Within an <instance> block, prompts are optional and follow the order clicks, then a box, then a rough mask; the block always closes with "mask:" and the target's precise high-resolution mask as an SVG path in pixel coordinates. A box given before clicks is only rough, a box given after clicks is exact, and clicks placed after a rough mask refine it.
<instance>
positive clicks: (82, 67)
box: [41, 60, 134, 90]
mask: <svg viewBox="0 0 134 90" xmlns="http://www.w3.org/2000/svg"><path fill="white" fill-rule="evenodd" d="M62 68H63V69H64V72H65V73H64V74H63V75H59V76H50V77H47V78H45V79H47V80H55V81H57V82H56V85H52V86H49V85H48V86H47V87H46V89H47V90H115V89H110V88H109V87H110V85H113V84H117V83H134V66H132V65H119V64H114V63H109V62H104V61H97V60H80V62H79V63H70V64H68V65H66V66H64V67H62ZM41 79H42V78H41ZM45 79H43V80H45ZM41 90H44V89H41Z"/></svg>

==

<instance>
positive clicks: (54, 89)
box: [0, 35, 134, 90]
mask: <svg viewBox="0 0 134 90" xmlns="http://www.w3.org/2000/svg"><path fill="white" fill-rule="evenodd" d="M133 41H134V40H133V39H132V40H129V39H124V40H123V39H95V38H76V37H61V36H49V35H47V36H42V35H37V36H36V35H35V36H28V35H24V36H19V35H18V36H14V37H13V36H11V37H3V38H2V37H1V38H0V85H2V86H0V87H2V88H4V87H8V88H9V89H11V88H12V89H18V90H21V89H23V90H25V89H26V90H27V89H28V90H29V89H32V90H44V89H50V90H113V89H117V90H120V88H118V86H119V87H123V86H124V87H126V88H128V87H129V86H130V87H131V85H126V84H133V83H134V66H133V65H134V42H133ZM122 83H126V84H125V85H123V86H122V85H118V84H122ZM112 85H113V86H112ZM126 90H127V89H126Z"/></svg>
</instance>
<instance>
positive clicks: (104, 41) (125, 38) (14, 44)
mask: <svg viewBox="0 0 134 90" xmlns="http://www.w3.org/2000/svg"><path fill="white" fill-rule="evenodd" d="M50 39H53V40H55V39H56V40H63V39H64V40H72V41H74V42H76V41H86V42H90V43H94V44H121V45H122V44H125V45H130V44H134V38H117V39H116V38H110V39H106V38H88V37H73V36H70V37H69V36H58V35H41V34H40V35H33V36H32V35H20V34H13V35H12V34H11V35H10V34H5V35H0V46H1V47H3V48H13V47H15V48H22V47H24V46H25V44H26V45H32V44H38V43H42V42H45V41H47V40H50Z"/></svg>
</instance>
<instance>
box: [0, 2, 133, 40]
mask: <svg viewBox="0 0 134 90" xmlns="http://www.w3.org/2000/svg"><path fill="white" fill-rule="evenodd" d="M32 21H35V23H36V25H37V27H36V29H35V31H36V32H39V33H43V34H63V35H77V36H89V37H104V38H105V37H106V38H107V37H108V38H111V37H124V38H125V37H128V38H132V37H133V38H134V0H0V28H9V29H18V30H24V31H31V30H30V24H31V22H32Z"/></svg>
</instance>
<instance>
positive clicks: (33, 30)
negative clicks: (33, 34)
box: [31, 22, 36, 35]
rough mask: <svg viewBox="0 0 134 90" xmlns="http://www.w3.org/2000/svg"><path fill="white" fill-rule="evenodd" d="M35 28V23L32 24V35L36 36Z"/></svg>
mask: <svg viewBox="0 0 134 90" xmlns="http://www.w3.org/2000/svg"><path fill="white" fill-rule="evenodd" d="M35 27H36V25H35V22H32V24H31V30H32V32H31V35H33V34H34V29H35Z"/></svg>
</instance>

* * *

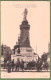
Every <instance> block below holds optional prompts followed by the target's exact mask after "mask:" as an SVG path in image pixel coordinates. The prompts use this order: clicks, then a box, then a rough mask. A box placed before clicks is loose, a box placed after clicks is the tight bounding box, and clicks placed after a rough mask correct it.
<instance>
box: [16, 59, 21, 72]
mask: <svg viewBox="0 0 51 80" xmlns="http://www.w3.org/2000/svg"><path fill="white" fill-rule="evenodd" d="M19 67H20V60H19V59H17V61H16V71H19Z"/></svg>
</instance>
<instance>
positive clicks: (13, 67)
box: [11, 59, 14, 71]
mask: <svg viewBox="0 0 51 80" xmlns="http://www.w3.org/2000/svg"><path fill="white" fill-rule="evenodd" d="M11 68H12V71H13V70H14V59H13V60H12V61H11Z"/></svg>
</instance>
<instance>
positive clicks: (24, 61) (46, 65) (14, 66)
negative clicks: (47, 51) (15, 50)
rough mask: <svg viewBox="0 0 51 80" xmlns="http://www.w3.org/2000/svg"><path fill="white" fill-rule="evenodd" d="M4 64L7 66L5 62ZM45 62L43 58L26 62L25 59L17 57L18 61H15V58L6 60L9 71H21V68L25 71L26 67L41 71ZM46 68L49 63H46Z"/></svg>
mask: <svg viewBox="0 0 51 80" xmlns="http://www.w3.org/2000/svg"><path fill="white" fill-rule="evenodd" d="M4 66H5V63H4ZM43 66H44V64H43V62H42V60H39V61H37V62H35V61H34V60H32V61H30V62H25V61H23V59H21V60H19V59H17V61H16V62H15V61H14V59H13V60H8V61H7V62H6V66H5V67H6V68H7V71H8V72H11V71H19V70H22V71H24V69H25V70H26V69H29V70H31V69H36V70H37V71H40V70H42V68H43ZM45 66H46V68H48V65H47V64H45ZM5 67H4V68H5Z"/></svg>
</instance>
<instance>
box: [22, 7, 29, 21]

- Your task -
Extract from the records every line containing the string "exact".

- Reply to the exercise -
Within an <instance> block, prompts are optional and follow the order clicks, then a box, then a rough mask; the block always closes with "mask:" and the target's precise high-resolution mask as an SVG path in pixel coordinates. A box given before clicks is only rough, a box given after clicks is exact, and clicks placed after a rough mask refine it.
Every <instance> block below holds optional prompts followed by the target's exact mask after "mask:" as an SVG path in image pixel coordinates. The prompts use this order: clicks, then a box, then a rough mask. A box placed before clicks is loose, a box placed after clicks is the tight bounding box, and clicks placed after a rough mask correct it.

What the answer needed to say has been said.